ESERCIZIO PROPOSTO A
Stabilisci se le affermazioni (i), (ii) e (iii) concordano con l'estratto del documento. Per ciascuna rispondi sì o no e cita testualmente le parole decisive.
(i) La Stellantis ha firmato l'accordo prima della Ford.
(ii) Il contratto firmato dalla GM sarà votato anche dai lavoratori.
(iii) Al momento della firma scioperavano tutti i dipendenti della GM.
ESERCIZIO PROPOSTO B
Rispondi alle domande sull'estratto del documento, contrassegnando ogni risposta come la domanda corrispondente.
(i) In che giorno la General Motors ha firmato il rinnovo del contratto?
(ii) Quanti dipendenti conta la GM?
(iii) Con quale nome viene definita la modalità di sciopero adottata da UAW?
ESERCIZIO PROPOSTO C
Trascrivi fedelmente la parte dell'estratto del documento da "Dopo il primo" a "quello dei lavoratori.".

ESTRATTO DEL DOCUMENTO
☆ ☆ ☆ ☆ ☆
Dopo il primo accordo il 25 ottobre con la Ford, e il successivo il 28 con la Stellantis, anche la General Motors (GM) ha firmato il 30 il rinnovo del contratto, che sarà sottoposto ora al voto degli organismi dirigenti del sindacato United Auto Workers (UAW) e poi a quello dei lavoratori.
Alla firma erano contemporaneamente in sciopero 18.000 operai della GM sui 46.000 dipendenti. Lo sciopero per il contratto è stato infatti attuato da UAW con una modalità definita Stand-Up Strike, che ha comportato scioperi articolati in modo progressivo e diversificato nelle tre aziende in relazione all’andamento delle trattative (separate ma contemporanee, cosa che nel passato non era mai avvenuta).
☆ ☆ ☆ ☆ ☆
MATERIALE MOSTRATO

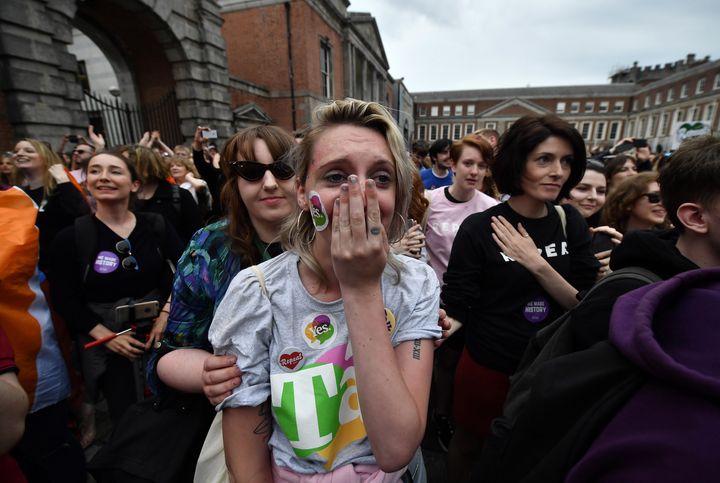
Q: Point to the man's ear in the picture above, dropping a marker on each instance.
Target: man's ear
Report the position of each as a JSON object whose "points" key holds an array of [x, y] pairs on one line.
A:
{"points": [[692, 216], [300, 195]]}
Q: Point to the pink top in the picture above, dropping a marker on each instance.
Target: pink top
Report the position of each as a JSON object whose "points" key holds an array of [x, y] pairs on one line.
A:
{"points": [[444, 218]]}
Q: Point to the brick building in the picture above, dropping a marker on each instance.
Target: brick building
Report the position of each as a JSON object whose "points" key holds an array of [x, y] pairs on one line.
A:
{"points": [[646, 102], [287, 57]]}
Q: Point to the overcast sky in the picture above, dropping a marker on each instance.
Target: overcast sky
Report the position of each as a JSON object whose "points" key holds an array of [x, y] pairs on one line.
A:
{"points": [[439, 45]]}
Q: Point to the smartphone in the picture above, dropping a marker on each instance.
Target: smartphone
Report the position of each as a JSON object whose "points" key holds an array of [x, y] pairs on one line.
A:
{"points": [[601, 242], [141, 311]]}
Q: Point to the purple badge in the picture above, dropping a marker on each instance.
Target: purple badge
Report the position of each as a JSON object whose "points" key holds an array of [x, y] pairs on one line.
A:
{"points": [[106, 262], [537, 309]]}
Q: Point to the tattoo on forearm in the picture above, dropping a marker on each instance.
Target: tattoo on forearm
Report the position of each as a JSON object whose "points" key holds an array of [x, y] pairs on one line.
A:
{"points": [[416, 349], [265, 425]]}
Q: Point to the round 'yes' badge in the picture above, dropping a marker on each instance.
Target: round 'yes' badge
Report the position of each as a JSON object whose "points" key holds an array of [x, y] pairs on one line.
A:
{"points": [[320, 331], [537, 309]]}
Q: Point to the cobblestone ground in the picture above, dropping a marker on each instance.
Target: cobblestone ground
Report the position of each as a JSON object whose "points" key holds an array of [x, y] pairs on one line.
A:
{"points": [[435, 458]]}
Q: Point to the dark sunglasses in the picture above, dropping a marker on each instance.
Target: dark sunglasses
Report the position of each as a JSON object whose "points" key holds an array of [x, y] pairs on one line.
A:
{"points": [[653, 197], [123, 247], [254, 171]]}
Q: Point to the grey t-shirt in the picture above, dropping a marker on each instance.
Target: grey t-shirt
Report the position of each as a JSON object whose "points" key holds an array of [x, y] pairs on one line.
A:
{"points": [[295, 350]]}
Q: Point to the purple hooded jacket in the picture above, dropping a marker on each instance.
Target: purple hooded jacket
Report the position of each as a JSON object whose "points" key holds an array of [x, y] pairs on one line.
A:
{"points": [[670, 429]]}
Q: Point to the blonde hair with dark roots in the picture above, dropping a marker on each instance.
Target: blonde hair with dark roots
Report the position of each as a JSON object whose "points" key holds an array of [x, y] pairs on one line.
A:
{"points": [[298, 231]]}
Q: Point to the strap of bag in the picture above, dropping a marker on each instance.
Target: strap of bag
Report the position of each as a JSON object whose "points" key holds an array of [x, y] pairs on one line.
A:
{"points": [[85, 242], [563, 218], [261, 278]]}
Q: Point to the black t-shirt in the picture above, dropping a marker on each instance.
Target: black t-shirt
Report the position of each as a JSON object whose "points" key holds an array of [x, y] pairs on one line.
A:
{"points": [[107, 280], [498, 300]]}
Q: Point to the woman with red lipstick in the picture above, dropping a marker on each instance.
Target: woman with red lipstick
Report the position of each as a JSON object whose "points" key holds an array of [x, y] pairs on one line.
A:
{"points": [[125, 263], [513, 269]]}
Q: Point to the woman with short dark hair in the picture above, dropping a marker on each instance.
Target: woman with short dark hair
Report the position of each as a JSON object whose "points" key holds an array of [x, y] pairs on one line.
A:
{"points": [[513, 269]]}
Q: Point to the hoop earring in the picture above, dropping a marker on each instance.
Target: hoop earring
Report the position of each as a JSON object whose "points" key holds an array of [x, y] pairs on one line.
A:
{"points": [[299, 229]]}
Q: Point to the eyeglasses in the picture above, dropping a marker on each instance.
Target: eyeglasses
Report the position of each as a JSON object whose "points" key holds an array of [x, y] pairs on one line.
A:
{"points": [[653, 197], [254, 171], [123, 247]]}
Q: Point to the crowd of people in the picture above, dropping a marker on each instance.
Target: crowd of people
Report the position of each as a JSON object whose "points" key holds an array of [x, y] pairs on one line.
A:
{"points": [[323, 307]]}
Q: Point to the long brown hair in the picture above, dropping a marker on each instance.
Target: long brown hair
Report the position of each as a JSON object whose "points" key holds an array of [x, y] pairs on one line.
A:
{"points": [[240, 229]]}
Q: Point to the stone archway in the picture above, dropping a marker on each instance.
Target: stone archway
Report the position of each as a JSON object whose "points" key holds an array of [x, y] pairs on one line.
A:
{"points": [[169, 45]]}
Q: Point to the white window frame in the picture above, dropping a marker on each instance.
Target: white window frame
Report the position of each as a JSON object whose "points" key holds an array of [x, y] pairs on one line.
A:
{"points": [[586, 133], [444, 131], [600, 129], [457, 132], [614, 130]]}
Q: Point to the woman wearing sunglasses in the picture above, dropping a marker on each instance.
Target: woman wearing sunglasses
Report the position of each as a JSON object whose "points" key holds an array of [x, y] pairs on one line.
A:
{"points": [[106, 260], [635, 204]]}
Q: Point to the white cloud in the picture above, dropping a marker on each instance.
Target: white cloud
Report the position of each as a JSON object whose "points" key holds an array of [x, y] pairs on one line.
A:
{"points": [[466, 44]]}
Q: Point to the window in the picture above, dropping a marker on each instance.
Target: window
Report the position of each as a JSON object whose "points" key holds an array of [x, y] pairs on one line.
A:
{"points": [[422, 131], [585, 130], [600, 130], [326, 75], [653, 126], [457, 131], [709, 111], [614, 128], [664, 121]]}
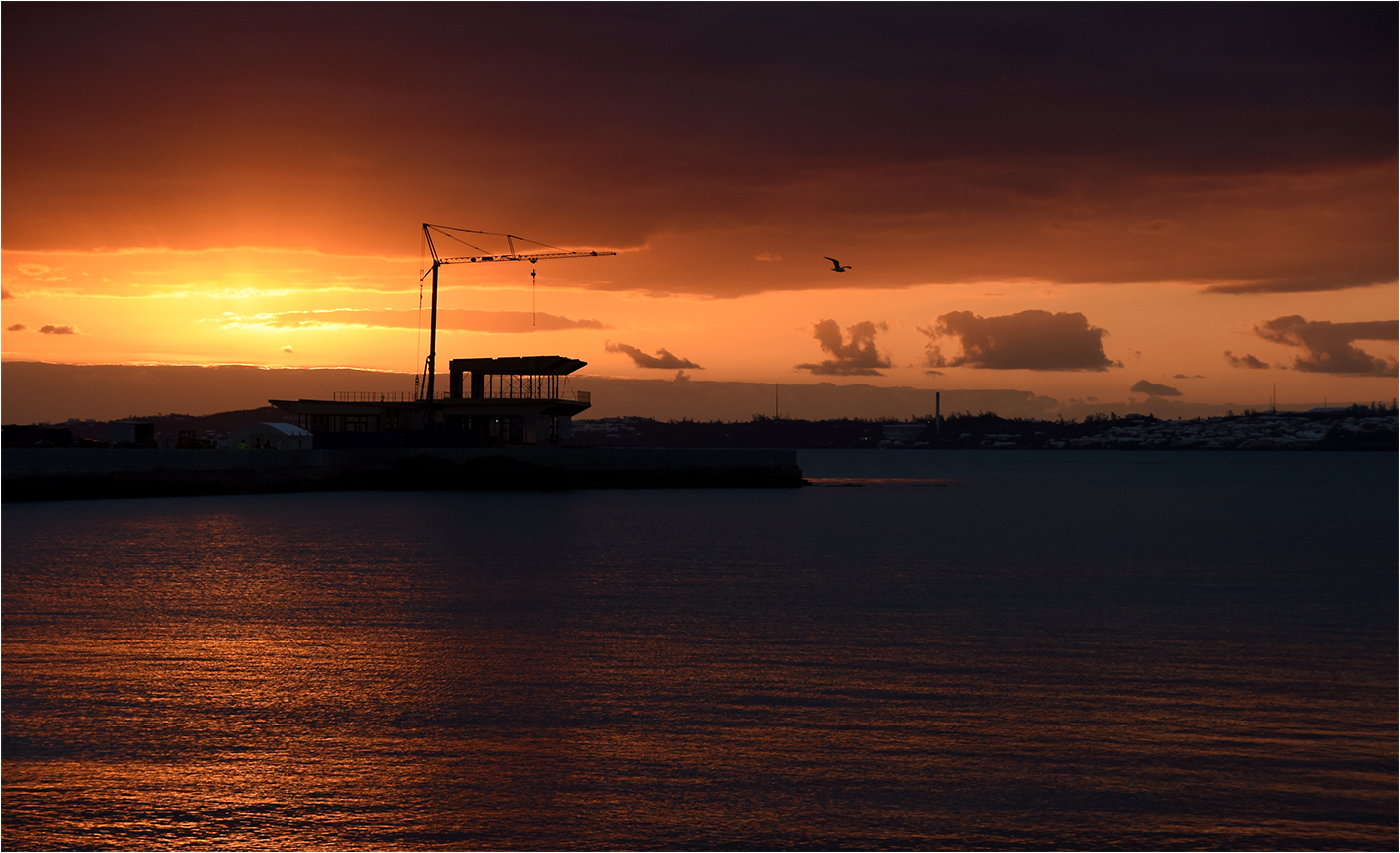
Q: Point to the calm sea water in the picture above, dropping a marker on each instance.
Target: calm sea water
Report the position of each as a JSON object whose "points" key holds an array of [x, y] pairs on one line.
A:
{"points": [[923, 650]]}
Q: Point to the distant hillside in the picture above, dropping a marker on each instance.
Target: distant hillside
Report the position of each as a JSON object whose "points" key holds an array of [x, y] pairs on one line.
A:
{"points": [[41, 392]]}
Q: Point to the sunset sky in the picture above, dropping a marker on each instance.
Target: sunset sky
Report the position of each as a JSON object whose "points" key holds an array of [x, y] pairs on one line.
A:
{"points": [[1112, 202]]}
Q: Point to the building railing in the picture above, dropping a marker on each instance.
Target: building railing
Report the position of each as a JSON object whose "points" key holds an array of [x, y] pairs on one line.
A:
{"points": [[408, 396], [372, 396]]}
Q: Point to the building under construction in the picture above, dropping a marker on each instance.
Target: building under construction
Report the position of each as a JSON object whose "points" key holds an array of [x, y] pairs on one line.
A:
{"points": [[520, 399], [523, 399]]}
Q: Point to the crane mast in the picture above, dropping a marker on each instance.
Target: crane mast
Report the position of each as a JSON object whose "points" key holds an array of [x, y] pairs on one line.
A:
{"points": [[430, 366]]}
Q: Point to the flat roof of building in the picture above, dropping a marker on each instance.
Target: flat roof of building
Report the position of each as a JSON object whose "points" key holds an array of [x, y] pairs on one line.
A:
{"points": [[527, 366]]}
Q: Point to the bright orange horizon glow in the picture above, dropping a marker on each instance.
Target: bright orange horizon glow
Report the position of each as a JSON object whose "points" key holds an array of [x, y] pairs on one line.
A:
{"points": [[1074, 238]]}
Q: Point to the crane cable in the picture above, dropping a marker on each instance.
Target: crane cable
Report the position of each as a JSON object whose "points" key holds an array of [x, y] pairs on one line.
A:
{"points": [[417, 343]]}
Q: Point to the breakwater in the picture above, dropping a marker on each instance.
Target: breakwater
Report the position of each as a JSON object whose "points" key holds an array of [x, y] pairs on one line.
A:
☆ ☆ ☆ ☆ ☆
SOLUZIONE ESERCIZIO A
(i) No: "Dopo il primo accordo il 25 ottobre con la Ford, e il successivo il 28 con la Stellantis".
(ii) Sì: "sarà sottoposto ora al voto degli organismi dirigenti del sindacato United Auto Workers (UAW) e poi a quello dei lavoratori".
(iii) No: "erano contemporaneamente in sciopero 18.000 operai della GM sui 46.000 dipendenti".

SOLUZIONE ESERCIZIO B
(i) Il 30.
(ii) 46.000.
(iii) Stand-Up Strike.

SOLUZIONE ESERCIZIO C
Dopo il primo accordo il 25 ottobre con la Ford, e il successivo il 28 con la Stellantis, anche la General Motors (GM) ha firmato il 30 il rinnovo del contratto, che sarà sottoposto ora al voto degli organismi dirigenti del sindacato United Auto Workers (UAW) e poi a quello dei lavoratori.